▶ [MATERIAL FOR THIS EXERCISE]

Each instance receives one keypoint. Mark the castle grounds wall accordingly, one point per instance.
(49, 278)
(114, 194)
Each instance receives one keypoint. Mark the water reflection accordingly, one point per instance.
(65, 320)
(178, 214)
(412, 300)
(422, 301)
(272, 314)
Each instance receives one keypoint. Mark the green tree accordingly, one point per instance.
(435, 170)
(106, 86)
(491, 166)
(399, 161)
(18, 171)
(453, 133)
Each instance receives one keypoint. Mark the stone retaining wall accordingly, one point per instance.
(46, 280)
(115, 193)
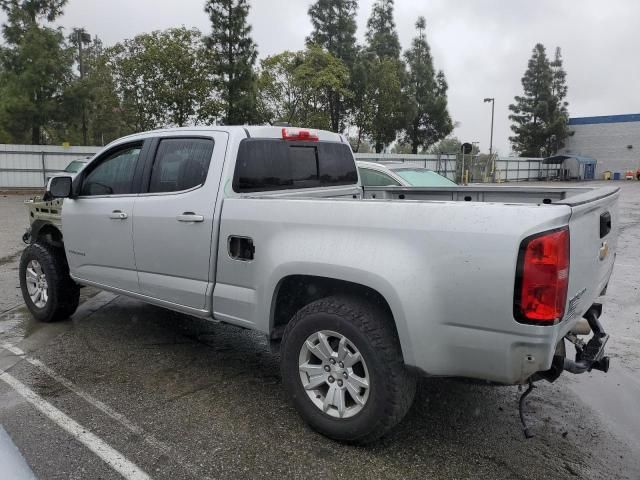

▶ [EXERCISE AIM] From the first line to the last, repeat the records above exactly, leaving out the pictures.

▶ [TASK SOLUTION]
Each instance receives one keypoint. Mark the castle grounds wall accordingly, one point per instance.
(49, 278)
(114, 194)
Each instance receives one keypoint. Mark the water reflection accordingly, one point per instance.
(65, 320)
(178, 214)
(412, 300)
(422, 301)
(272, 314)
Each instance receives one keypoint. Mark the green tree accordingly, one point per instance.
(435, 170)
(106, 86)
(491, 166)
(399, 161)
(18, 171)
(453, 133)
Each instance receives one keypoint. Mark the stone retaining wall accordingly, one point per instance.
(46, 280)
(115, 193)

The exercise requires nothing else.